[Items from a dataset]
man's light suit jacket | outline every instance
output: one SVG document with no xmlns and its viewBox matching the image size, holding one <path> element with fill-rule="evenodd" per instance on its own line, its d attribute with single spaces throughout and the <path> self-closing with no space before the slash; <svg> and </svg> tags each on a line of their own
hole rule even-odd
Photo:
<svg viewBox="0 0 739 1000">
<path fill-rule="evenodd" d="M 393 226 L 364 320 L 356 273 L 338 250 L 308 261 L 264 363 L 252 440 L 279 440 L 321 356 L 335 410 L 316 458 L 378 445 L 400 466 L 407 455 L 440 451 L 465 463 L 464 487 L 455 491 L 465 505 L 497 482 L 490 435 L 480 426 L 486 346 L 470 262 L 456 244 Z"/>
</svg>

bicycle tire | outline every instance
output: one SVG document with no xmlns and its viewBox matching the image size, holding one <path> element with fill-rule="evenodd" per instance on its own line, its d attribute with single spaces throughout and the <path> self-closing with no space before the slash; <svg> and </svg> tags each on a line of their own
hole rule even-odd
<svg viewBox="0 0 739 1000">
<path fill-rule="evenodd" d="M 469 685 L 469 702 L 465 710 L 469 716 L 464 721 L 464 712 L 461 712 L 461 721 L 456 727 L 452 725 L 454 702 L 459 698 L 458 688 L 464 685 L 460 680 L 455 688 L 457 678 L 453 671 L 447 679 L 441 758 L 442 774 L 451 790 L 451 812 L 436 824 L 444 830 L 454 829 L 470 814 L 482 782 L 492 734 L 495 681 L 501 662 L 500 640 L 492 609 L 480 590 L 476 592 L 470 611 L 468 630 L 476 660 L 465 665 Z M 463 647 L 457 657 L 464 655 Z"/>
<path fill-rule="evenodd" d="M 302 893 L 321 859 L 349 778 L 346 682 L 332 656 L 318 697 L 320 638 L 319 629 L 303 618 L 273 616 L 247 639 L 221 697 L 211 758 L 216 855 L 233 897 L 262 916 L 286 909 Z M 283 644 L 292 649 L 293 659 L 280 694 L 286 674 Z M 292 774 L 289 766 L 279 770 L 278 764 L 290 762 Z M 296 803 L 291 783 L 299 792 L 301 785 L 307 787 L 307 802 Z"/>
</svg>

**TRY IT**
Your job is to reproduce the data in full, with every line intact.

**RESPONSE BOX**
man's light suit jacket | outline every instance
output: one SVG document with no xmlns and its viewBox matching the image size, holding one <path> element with fill-rule="evenodd" per instance on its own line, its d attribute with single spaces throughout and the <path> self-closing with no space before the slash; <svg> and </svg> tags each on a line of their own
hole rule even-odd
Photo:
<svg viewBox="0 0 739 1000">
<path fill-rule="evenodd" d="M 393 226 L 364 320 L 356 273 L 338 250 L 308 261 L 264 363 L 252 440 L 279 440 L 321 356 L 335 410 L 316 458 L 378 445 L 400 466 L 407 455 L 440 451 L 465 463 L 464 487 L 455 491 L 465 505 L 497 482 L 490 435 L 480 426 L 486 346 L 470 262 L 456 244 Z"/>
</svg>

bicycle tire | outline every instance
output: one SVG document with no xmlns and its viewBox matching the image size, holding one <path> element with fill-rule="evenodd" per instance on its own line, its d attribute with single spaces throughout and the <path> self-closing with no space before the slash; <svg> and </svg> tags each on a line of their own
hole rule even-odd
<svg viewBox="0 0 739 1000">
<path fill-rule="evenodd" d="M 469 685 L 469 702 L 465 710 L 469 716 L 464 721 L 464 712 L 461 712 L 461 721 L 456 727 L 452 725 L 454 702 L 459 698 L 458 688 L 464 685 L 460 680 L 455 688 L 457 678 L 453 671 L 447 679 L 441 758 L 442 774 L 451 790 L 451 812 L 436 824 L 444 830 L 454 829 L 470 814 L 482 782 L 492 734 L 495 681 L 501 662 L 500 640 L 492 609 L 480 590 L 476 592 L 470 611 L 468 630 L 476 660 L 465 665 Z M 463 647 L 457 657 L 464 655 Z"/>
<path fill-rule="evenodd" d="M 302 893 L 321 859 L 349 778 L 346 682 L 332 656 L 318 697 L 320 638 L 319 629 L 303 618 L 273 616 L 247 639 L 221 697 L 211 758 L 216 855 L 233 897 L 262 916 L 286 909 Z M 283 644 L 292 649 L 293 659 L 280 694 L 286 674 Z M 292 774 L 289 766 L 279 770 L 278 764 L 290 762 Z M 296 803 L 291 783 L 299 792 L 301 785 L 307 787 L 307 802 Z"/>
</svg>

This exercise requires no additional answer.